• Given task
Return exactly the span of lines that opens with the line containing "point: window glass, one" and closes with the last line of the data, inclusive.

• Exercise inputs

— START —

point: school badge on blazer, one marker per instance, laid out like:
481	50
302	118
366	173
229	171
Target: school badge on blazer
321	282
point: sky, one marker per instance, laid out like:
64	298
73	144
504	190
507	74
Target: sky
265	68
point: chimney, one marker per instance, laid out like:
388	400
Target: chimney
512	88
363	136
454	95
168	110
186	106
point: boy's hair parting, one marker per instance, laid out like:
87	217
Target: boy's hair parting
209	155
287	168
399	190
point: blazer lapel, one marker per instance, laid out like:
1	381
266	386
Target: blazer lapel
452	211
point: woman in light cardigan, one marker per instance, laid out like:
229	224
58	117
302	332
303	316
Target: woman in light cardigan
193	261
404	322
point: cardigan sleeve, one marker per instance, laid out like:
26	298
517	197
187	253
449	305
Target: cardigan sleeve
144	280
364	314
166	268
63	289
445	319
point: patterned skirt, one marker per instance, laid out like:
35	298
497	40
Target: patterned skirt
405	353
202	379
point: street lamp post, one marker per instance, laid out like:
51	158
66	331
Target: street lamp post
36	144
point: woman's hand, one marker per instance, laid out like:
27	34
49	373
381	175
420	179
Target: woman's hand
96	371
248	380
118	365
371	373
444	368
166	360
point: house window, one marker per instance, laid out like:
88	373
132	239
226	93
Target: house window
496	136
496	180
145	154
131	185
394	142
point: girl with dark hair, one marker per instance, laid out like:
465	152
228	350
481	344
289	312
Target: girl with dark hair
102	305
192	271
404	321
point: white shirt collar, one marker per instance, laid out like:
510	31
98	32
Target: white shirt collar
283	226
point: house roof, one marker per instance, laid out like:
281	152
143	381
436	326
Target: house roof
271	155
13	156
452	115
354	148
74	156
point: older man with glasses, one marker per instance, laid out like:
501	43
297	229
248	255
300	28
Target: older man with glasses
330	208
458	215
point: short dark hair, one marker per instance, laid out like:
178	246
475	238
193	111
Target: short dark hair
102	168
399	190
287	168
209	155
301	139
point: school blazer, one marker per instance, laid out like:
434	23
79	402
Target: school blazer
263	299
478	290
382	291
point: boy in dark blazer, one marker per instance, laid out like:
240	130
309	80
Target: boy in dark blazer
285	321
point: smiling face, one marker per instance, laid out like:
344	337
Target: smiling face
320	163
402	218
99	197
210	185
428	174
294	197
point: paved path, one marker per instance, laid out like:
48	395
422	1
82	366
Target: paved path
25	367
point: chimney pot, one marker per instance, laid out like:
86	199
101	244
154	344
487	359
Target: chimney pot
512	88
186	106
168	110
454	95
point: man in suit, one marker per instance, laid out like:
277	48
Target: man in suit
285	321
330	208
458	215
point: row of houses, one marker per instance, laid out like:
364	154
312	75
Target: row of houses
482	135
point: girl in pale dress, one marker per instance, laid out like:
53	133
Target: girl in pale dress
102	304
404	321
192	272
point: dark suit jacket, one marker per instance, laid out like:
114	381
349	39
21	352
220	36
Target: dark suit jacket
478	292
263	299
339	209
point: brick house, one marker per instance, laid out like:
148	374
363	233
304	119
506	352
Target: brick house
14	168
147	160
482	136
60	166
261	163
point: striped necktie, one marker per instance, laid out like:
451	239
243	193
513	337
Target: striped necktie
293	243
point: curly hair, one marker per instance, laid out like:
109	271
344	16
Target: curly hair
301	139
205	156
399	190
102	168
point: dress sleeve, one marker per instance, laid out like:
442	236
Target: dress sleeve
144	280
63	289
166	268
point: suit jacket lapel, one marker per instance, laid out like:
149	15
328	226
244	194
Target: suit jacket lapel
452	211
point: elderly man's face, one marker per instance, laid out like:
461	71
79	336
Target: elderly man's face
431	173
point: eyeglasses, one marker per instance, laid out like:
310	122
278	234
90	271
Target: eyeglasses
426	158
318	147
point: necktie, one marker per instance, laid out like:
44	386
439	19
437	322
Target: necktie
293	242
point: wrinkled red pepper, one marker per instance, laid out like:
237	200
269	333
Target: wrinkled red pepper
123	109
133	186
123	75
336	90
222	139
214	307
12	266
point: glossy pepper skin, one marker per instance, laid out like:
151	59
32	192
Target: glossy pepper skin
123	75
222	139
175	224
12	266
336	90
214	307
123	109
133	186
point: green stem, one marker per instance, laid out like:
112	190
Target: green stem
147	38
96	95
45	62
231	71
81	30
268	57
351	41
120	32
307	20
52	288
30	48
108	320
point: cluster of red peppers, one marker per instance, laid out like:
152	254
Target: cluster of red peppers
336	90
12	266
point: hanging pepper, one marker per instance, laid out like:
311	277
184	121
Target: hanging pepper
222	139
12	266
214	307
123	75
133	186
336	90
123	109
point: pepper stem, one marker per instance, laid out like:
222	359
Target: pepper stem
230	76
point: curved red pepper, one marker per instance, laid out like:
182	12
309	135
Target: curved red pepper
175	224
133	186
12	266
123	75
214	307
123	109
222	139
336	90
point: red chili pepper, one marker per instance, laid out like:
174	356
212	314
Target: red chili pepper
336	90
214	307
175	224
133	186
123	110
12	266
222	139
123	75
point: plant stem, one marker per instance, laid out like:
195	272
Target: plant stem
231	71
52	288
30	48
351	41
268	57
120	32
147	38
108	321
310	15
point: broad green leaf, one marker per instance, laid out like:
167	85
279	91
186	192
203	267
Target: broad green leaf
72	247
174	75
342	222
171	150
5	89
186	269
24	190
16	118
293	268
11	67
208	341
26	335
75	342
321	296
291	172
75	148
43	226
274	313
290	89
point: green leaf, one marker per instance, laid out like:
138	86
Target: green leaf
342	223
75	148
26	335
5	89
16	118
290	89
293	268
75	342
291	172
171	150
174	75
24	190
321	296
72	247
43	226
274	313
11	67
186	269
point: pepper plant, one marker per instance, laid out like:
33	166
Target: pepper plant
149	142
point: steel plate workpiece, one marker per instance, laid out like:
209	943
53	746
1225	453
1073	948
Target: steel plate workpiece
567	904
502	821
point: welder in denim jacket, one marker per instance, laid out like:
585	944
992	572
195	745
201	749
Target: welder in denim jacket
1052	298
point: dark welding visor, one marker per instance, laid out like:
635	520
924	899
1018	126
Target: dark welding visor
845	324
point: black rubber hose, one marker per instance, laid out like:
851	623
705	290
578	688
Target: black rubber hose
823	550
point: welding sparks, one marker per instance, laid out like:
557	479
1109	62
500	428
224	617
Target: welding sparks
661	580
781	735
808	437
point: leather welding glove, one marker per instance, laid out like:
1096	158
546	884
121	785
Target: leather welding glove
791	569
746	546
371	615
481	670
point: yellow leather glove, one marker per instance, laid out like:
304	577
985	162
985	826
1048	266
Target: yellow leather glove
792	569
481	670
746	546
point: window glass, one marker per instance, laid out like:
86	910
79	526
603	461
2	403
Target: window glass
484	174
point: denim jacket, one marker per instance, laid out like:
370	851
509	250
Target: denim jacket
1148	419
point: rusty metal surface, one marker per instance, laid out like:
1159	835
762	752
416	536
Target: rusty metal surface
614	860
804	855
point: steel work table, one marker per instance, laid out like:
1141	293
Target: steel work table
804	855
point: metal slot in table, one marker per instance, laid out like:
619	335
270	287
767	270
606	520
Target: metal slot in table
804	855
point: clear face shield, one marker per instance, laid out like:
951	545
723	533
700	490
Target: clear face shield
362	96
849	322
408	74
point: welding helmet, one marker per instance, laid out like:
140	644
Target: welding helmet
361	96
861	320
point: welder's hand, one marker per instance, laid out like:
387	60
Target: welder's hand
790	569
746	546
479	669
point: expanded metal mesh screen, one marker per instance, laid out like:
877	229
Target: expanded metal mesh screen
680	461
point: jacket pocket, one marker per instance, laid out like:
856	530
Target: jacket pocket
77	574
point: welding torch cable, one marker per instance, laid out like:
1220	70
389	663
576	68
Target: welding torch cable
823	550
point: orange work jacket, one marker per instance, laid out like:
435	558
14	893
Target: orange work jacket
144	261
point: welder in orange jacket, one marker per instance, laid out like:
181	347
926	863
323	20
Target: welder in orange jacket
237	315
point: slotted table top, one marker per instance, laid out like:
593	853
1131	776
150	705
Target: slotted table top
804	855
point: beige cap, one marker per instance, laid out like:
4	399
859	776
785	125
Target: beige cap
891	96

— END —

• Reply
point: window glass, one marker per instance, laid out like:
86	910
79	526
603	461
2	403
Target: window glass
484	174
point: denim jacket, one marker per instance, laid out like:
370	851
509	250
Target: denim jacket
1148	419
point: rusty metal surface, one marker per instance, laid out like:
1159	835
762	752
416	536
Target: rusty metal surface
614	860
804	855
point: steel work table, one marker per instance, laid out like:
1141	293
Target: steel work table
804	855
point: metal slot in table, one marker per instance, laid out like:
619	335
270	287
767	270
606	520
Target: metal slot in table
804	855
point: clear face shield, one marker per instance, laid out like:
951	545
723	533
700	490
Target: clear face shield
362	96
849	322
408	74
point: welding helmet, one marker per instance, laid out like:
140	644
Target: welding helmet
361	96
861	320
point: welder's hand, one marker per instance, laid out like:
387	60
Target: welder's hand
790	569
746	546
479	669
point: expanded metal mesh screen, one marker per instance, laid out like:
877	229
Target: expanded metal mesh screen
680	461
point: jacket pocket, one marker per instance, laid out like:
856	530
Target: jacket pocket
77	574
point: welding torch cable, one marker per instance, laid out like:
1220	70
389	663
576	68
Target: welding torch cable
823	550
point: orange work jacket, one marker per instance, laid out like:
435	558
14	893
Target: orange work jacket
144	261
point: welder in orange jacket, one marker per instance, laid out like:
181	347
926	863
323	20
Target: welder in orange jacket
237	315
point: slotted table top, one marker per instance, laid out like:
593	853
1131	776
150	705
Target: slotted table top
804	855
point: beige cap, one marker per instance, laid out like:
4	399
859	776
785	125
Target: beige cap
891	96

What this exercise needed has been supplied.